Exercise aim —
Please rewrite every line of the records below, including the labeling requests, and add 89 to each number in the bounding box coordinates. Leave the pictures out of your answer.

Records to use —
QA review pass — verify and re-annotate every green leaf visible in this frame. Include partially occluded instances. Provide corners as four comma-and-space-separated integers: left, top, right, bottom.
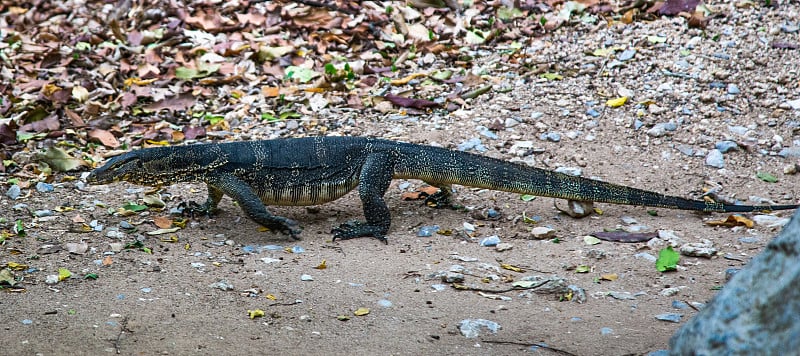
464, 29, 488, 45
261, 112, 280, 122
203, 114, 225, 125
14, 219, 25, 237
656, 246, 681, 272
756, 172, 778, 183
497, 6, 525, 21
539, 73, 564, 80
122, 202, 147, 212
284, 66, 321, 83
325, 63, 337, 75
280, 111, 302, 120
37, 146, 83, 172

Task output —
QA review pass — verify and re-annotate every green leaf visible in this frame. Include partially occluded instances. Provide corners as four comma-and-space-separated integers: left, top, right, bottom.
553, 118, 577, 134
350, 201, 369, 211
292, 203, 314, 214
103, 308, 114, 326
745, 335, 770, 361
845, 261, 867, 272
586, 95, 614, 110
628, 162, 653, 169
211, 291, 236, 301
373, 155, 410, 172
414, 152, 426, 164
369, 200, 391, 209
126, 235, 172, 261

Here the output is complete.